(Position annotation records)

>> Begin

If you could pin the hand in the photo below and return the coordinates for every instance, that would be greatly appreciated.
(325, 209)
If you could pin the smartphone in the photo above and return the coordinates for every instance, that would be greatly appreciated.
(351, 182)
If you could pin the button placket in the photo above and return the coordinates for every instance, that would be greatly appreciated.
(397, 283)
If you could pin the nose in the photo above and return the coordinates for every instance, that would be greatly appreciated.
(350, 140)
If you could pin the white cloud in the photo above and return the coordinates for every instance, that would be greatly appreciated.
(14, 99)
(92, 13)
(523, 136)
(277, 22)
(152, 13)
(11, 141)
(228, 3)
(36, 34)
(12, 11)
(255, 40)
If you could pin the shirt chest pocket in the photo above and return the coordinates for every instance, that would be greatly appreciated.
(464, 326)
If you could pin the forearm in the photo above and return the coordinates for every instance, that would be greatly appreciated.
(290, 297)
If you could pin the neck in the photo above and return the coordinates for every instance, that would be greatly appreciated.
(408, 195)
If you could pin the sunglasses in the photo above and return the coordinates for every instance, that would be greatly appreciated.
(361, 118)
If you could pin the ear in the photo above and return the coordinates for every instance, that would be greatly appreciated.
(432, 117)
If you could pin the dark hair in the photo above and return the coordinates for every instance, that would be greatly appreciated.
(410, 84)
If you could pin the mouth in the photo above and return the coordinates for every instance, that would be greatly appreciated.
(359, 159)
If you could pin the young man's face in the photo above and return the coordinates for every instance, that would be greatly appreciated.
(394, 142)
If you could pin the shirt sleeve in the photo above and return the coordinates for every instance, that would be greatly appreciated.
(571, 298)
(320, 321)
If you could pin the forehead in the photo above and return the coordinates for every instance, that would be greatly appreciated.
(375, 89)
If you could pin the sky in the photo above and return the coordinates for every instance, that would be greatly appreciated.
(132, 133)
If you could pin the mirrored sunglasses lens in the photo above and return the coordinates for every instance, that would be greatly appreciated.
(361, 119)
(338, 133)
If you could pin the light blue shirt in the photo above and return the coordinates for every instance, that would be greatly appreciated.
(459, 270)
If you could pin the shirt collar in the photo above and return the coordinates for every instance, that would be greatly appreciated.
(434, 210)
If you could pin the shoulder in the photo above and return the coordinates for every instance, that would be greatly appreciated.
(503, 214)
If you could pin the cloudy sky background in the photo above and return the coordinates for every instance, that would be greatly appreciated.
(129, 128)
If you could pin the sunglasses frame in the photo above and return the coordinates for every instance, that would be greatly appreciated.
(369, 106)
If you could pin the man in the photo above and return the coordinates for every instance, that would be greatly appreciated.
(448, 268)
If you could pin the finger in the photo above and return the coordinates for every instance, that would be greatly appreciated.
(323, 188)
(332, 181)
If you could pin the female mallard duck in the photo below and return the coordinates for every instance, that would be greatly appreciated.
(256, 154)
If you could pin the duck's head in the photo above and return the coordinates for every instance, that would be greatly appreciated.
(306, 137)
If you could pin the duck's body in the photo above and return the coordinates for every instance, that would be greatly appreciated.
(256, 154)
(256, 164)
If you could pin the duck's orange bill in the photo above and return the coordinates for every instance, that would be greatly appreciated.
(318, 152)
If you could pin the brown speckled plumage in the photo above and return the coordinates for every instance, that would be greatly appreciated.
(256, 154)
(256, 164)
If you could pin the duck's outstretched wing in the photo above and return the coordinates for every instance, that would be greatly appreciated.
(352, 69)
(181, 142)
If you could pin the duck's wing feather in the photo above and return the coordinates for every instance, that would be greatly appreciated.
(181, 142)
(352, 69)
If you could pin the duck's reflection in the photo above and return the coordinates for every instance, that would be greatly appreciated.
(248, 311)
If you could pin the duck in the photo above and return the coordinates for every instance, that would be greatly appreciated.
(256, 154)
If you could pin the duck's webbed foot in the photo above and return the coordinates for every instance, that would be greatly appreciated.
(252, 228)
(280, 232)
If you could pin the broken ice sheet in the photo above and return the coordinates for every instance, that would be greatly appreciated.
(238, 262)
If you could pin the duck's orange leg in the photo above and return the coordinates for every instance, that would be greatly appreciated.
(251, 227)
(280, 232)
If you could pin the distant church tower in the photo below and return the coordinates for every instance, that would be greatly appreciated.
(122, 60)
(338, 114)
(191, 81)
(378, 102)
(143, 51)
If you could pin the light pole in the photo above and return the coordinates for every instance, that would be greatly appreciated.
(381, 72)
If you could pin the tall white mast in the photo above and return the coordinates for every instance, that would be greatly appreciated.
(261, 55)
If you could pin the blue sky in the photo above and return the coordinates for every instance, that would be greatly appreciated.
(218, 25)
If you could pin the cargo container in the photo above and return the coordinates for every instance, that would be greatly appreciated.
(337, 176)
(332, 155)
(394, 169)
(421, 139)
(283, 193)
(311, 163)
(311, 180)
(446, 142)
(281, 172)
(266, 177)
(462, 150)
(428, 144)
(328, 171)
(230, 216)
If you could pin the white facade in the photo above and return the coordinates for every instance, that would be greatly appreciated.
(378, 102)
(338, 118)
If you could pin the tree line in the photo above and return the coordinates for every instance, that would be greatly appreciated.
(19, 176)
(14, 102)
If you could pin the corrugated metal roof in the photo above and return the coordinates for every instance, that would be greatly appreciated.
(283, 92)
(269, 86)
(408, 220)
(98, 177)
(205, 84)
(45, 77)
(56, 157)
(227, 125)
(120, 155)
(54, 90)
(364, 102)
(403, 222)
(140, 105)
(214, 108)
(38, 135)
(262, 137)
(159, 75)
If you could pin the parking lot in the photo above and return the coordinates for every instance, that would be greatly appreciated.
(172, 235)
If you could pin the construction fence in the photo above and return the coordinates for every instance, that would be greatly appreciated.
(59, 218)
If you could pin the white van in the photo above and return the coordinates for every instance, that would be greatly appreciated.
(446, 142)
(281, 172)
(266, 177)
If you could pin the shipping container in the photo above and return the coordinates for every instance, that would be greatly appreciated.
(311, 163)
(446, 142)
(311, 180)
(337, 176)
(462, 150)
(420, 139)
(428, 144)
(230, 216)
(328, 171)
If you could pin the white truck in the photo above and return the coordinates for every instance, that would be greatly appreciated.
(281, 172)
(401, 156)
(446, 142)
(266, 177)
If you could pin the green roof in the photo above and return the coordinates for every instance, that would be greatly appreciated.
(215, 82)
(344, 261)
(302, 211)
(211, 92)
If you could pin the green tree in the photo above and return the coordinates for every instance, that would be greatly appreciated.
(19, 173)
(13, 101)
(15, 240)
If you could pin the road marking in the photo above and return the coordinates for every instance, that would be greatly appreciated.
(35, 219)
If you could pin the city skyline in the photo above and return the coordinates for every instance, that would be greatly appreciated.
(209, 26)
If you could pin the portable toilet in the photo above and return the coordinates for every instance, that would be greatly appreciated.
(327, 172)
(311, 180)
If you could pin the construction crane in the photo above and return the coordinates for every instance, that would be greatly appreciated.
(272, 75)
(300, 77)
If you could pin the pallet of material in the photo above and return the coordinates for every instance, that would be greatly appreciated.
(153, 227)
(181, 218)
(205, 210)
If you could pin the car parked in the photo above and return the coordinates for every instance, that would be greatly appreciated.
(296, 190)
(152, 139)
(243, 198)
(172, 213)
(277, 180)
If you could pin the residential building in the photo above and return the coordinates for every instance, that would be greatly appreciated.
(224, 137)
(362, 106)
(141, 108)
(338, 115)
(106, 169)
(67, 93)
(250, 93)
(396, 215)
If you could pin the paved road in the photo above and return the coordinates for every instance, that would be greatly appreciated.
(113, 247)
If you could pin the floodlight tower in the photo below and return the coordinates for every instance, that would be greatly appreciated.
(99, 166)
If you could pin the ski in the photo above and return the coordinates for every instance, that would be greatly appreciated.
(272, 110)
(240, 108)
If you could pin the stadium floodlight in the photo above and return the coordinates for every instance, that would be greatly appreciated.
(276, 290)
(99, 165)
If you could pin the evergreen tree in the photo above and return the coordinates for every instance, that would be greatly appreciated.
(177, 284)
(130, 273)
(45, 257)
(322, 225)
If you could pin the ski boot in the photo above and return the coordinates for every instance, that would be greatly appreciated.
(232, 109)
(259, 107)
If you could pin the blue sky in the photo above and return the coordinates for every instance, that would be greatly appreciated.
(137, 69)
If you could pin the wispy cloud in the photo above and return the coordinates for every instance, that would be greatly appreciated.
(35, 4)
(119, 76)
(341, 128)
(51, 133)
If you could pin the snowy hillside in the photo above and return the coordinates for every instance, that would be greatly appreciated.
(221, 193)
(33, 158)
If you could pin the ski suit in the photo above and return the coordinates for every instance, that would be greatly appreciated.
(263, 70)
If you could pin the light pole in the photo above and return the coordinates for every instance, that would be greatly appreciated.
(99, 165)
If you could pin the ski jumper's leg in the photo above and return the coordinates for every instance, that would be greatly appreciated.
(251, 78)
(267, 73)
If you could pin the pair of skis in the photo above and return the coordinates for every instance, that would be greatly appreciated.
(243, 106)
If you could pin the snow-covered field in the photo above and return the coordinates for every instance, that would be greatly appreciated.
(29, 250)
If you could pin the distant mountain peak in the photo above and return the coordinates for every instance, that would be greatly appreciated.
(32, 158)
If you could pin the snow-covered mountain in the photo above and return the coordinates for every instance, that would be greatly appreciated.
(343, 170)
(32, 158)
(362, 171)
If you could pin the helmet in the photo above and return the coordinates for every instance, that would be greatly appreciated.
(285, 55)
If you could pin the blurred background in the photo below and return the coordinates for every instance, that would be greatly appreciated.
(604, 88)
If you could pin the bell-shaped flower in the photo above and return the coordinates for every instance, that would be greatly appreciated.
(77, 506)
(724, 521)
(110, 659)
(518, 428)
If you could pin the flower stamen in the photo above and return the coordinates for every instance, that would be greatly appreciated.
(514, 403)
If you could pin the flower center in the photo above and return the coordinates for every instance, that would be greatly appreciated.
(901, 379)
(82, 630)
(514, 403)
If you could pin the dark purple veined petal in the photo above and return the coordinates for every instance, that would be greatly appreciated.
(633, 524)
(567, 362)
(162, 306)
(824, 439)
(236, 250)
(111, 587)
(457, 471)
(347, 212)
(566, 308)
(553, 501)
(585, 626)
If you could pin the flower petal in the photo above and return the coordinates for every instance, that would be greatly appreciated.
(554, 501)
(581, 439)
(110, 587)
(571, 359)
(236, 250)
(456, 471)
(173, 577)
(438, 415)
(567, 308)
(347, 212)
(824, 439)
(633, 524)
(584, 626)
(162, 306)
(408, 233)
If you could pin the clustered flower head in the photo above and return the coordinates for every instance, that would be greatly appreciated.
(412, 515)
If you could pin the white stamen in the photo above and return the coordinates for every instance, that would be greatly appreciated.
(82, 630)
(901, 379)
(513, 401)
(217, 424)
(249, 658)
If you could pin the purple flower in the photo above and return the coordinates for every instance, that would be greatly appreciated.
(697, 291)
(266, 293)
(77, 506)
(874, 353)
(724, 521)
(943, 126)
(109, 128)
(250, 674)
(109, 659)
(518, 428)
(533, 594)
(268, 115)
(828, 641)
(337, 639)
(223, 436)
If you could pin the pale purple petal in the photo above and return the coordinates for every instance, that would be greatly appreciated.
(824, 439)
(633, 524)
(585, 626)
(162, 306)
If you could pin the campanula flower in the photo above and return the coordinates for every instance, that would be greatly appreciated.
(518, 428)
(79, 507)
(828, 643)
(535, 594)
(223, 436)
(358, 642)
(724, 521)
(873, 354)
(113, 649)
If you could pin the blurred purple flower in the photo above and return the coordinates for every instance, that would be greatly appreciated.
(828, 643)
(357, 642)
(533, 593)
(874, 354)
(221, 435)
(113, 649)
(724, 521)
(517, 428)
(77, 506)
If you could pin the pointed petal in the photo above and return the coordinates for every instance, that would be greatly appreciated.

>> End

### AIM
Retype nothing except the lines from the line holding "If you could pin the campanula" through the last line of the entries, both included.

### RESPONSE TO THE EXERCISE
If you could pin the campanula flower in the photo above and return the coordinates for every instance, that would be greatly appreciated.
(518, 428)
(79, 507)
(828, 643)
(535, 594)
(223, 436)
(358, 642)
(724, 521)
(873, 354)
(113, 649)
If you could pin the blurred purple flower in the photo above and return the coordinates for every instance, that would be greatly appreciated.
(828, 643)
(357, 642)
(533, 593)
(874, 354)
(221, 435)
(113, 649)
(724, 521)
(517, 428)
(77, 506)
If you could pin the pointed petal in the photo above and return the coordinates for every instance, that would be greatly appreciated.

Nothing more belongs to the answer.